## Tareas
A) Responda estas preguntas a partir del extracto sobre el pensamiento de De los Ríos:
(i) ¿En qué mes y año publicó el diario El Sol fragmentos de la conferencia Religión y Estado en la España del siglo XVI?
(ii) ¿Qué institución encarna en el siglo XX la tradición surgida en España al margen del poder?
(iii) ¿Cómo se titula la conferencia que De los Ríos pronunció en México en 1945?
B) Transcriba del extracto sobre el pensamiento de De los Ríos el pasaje que se abre con las palabras que contienen "Como he dicho" y se cierra con "defiende dos tesis.".

## Extracto de la página
-=-=-=-=-

Como he dicho antes, en 1926 viajó para impartir unas conferencias en Harvard. Sobre ellas voy a centrarme a continuación. En julio de 1927 se publicarán en las páginas del diario El Sol extensos fragmentos de la conferencia titulada Religión y Estado en la España del siglo XVI. La reflexión sobre España y Europa es siempre apasionada, pero también rigurosa y profunda. Podríamos decir que defiende dos tesis.
La primera, que el fascismo es un movimiento político que hay que subsumir dentro de la historia absolutista europea. Es decir, que la idea de un Estado-Iglesia no es privativa del siglo XVI, sino que reaparece bajo otras máscaras a lo largo de la historia; el fascismo, de hecho, no sería más que su última manifestación. Ahora bien, habría grandes diferencias entre el fascismo italiano y la España del XVI, porque en esta última había una finalidad trascendente, espiritual. España se había erigido en la defensora de la fe y pretendía homogeneizar el Estado por esa finalidad religiosa. En cambio el fascismo no. El nuevo Estado-Iglesia ha vuelto por cuestiones económicas, nacionalistas o raciales. Para apoyar su tesis, cita como ejemplo las palabras de Gentile en una entrevista para el New York Times en la que el filósofo italiano habría afirmado: «El Estado fascista es un superestado, la idea fascista de jerarquía es, en parte, militar, pero principalmente eclesiástica…» (citado en Ríos, 2007, p. 75). El fascismo es un movimiento inédito en la historia ligado al contexto posterior a la Primera Guerra Mundial. Ahora bien, nuestro autor busca las raíces, los antecedentes de esa nueva concepción absoluta de la política. A lo largo de la conferencia desentraña las raíces del modelo de Estado fascista, contra el que va a proponer un nuevo humanismo. Veamos esa propuesta. Es decir, la segunda tesis, que no desarrolla pero sí deja apuntada.
De los Ríos sostiene que, frente a la escisión que nace en el siglo XVI entre civilización y espíritu, tradición y progreso, o individuo y comunidad, en España surgió una tradición al margen del poder, que en el siglo XX encarna la Institución Libre de Enseñanza, un liberalismo que consigue conciliar los opuestos que han sido motor de las guerras europeas. En la búsqueda, pues, por conciliar los valores que entraron en lucha antagónica en el siglo XVI, encuentra la posible vía de solución para un continente europeo que acababa de sufrir una guerra mundial y que estaba a punto de adentrarse en los convulsos años treinta. Probablemente es en su conferencia en México del año 1945, ya en el exilio, titulada Sentido y significado de España, donde desarrolla con más detalle sus reflexiones sobre España, o al menos donde sintetiza mejor todo su pensamiento sobre la historia y la cultura española. Convencido de que en el exilio se dan «mejores condiciones que nunca para hablar de España» (Ríos, 1997, p. 342), reflexiona sobre la España que tanto apreciaba y que se podría resumir en dos notas: la heterogeneidad y la heterodoxia.
En primer lugar, reivindica la España heterogénea, la de la Escuela de Traductores de Toledo.

-=-=-=-=-

Entradas de señalización de objetos nombrados:
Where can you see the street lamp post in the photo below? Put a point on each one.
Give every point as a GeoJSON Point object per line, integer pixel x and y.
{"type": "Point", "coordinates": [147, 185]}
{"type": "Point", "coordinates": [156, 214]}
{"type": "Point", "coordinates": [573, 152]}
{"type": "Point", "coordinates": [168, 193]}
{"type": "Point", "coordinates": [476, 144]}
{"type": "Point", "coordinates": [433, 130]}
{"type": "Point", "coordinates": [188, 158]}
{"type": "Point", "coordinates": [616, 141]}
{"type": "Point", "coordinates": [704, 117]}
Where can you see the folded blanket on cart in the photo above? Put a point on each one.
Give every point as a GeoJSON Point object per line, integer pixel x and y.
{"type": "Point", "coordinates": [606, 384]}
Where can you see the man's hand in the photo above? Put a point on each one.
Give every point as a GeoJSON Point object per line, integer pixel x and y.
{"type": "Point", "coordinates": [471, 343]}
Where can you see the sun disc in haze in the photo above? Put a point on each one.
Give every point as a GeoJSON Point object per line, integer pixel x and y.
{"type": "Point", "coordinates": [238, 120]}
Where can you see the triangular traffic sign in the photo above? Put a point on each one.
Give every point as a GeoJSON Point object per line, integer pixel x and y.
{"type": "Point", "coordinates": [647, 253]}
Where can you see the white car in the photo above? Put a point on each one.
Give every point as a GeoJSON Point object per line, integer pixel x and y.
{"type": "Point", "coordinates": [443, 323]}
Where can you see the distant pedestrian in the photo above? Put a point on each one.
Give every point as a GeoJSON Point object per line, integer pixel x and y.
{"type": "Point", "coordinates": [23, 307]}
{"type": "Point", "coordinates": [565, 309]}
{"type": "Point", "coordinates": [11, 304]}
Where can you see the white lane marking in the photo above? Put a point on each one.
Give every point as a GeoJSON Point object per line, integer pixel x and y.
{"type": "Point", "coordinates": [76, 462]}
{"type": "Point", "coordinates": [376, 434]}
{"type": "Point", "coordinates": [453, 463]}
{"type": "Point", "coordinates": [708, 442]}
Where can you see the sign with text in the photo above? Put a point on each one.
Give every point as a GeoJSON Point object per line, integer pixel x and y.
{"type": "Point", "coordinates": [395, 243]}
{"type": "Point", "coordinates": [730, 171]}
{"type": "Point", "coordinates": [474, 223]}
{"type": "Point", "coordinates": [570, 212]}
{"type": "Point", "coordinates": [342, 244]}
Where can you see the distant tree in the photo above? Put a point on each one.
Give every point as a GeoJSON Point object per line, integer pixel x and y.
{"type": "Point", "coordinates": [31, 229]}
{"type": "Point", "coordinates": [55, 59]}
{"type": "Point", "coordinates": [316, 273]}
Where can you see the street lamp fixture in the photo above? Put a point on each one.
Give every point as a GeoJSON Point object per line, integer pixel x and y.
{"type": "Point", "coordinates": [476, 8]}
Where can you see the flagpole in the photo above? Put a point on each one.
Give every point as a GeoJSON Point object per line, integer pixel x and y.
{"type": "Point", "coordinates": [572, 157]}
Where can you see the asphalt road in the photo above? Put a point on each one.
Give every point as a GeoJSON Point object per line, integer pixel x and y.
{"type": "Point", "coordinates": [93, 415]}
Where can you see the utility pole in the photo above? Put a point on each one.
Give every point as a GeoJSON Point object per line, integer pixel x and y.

-=-=-=-=-

## Ejercicio resuelto
A)
(i) En julio de 1927.
(ii) La Institución Libre de Enseñanza.
(iii) Sentido y significado de España.

B)
Como he dicho antes, en 1926 viajó para impartir unas conferencias en Harvard. Sobre ellas voy a centrarme a continuación. En julio de 1927 se publicarán en las páginas del diario El Sol extensos fragmentos de la conferencia titulada Religión y Estado en la España del siglo XVI. La reflexión sobre España y Europa es siempre apasionada, pero también rigurosa y profunda. Podríamos decir que defiende dos tesis.